*Task objective*.
Reproduce the full listing below line for line, changing nothing.

*Data to use*.

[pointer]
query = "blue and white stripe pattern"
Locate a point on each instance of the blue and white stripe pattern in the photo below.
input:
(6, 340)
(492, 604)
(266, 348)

*Answer in full*.
[pointer]
query = "blue and white stripe pattern"
Locate a point on each instance of the blue and white stripe pattern in the photo below.
input:
(6, 340)
(492, 604)
(266, 348)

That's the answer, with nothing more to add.